#### Testo della pagina:
————

Per oltre vent’anni quello di Emanuele Scieri sembrava destinato a rimanere un mistero irrisolto dietro un muro di gomma. Adesso è il tribunale ordinario a occuparsi del processo per omicidio volontario del parà siracusano, ucciso il 13 agosto del 1999 nella caserma Gamerra di Pisa e ritrovato, tre giorni dopo, ai piedi di una torretta di asciugamento dei paracadute. A fare riaprire le indagini alla procura era stata la relazione finale della commissione d’inchiesta sulla vicenda. Poco dopo, il tribunale militare di Roma ha chiesto il trasferimento degli atti. Per un periodo, i due procedimenti sono andati avanti parallelamente. A risolvere il conflitto di giurisdizione è stata la prima sezione penale della Corte di Cassazione che ha deciso che il caso è di competenza della sola magistratura ordinaria. Questo perché il nonnismo non è solo un fatto militare, anche se gli atti avvengono all’interno di una caserma. Inoltre, tra gli ex caporali e la vittima non c’era «nessun rapporto gerarchico-disciplinare».
Nel caso del tribunale militare a essere contestato agli indagati era il reato di abuso di autorità, ovvero di violenza contro un inferiore mediante omicidio pluriaggravato in concorso. Nel procedimento ordinario, la contestazione riguarda invece il reato di omicidio aggravato dai futili e abietti motivi. E, oltre ai tre ex caporali Alessandro Panella, Andrea Antico e Luigi Zabara, in questo caso sono indagati per favoreggiamento anche l’ex comandante della Folgore, il generale Enrico Celentano e l’allora aiutante maggiore Salvatore Romondia. Intanto, per oggi è prevista una nuova udienza al tribunale ordinario di Pisa. «Riteniamo che sia la sede più giusta», aveva commentato Francesco Scieri, il fratello del papà. «Così potremo andare avanti senza più perdere tempo, verso la verità», le aveva fatto eco l’avvocata Alessandra Furnari che assiste i familiari.

————

#### Dati forniti:
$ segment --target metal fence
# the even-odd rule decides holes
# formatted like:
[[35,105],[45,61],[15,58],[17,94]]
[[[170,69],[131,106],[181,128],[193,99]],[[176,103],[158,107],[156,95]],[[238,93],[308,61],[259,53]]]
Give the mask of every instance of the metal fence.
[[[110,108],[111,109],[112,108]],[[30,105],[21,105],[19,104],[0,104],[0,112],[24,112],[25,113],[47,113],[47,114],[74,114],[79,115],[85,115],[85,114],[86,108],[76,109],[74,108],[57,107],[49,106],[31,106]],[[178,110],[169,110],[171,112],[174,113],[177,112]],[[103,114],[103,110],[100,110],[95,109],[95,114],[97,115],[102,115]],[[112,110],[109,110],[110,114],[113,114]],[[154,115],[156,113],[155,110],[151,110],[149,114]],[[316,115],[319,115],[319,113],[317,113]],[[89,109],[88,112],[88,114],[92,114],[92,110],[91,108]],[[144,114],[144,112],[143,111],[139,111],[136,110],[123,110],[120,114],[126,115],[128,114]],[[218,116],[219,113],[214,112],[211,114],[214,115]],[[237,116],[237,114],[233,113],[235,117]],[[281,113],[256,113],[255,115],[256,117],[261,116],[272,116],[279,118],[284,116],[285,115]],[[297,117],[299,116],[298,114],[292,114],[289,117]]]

————

#### Esercizio 1:
Riporta alla lettera il passo dell'articolo sul caso Scieri che comincia con "Nel caso del" e finisce con "assiste i familiari.".
#### Esercizio 2:
Secondo l'articolo sul caso Scieri, quale organo ha risolto il conflitto di giurisdizione tra tribunale militare e magistratura ordinaria?

#### Risposta completa 1:
Nel caso del tribunale militare a essere contestato agli indagati era il reato di abuso di autorità, ovvero di violenza contro un inferiore mediante omicidio pluriaggravato in concorso. Nel procedimento ordinario, la contestazione riguarda invece il reato di omicidio aggravato dai futili e abietti motivi. E, oltre ai tre ex caporali Alessandro Panella, Andrea Antico e Luigi Zabara, in questo caso sono indagati per favoreggiamento anche l’ex comandante della Folgore, il generale Enrico Celentano e l’allora aiutante maggiore Salvatore Romondia. Intanto, per oggi è prevista una nuova udienza al tribunale ordinario di Pisa. «Riteniamo che sia la sede più giusta», aveva commentato Francesco Scieri, il fratello del papà. «Così potremo andare avanti senza più perdere tempo, verso la verità», le aveva fatto eco l’avvocata Alessandra Furnari che assiste i familiari.

#### Risposta completa 2:
La prima sezione penale della Corte di Cassazione.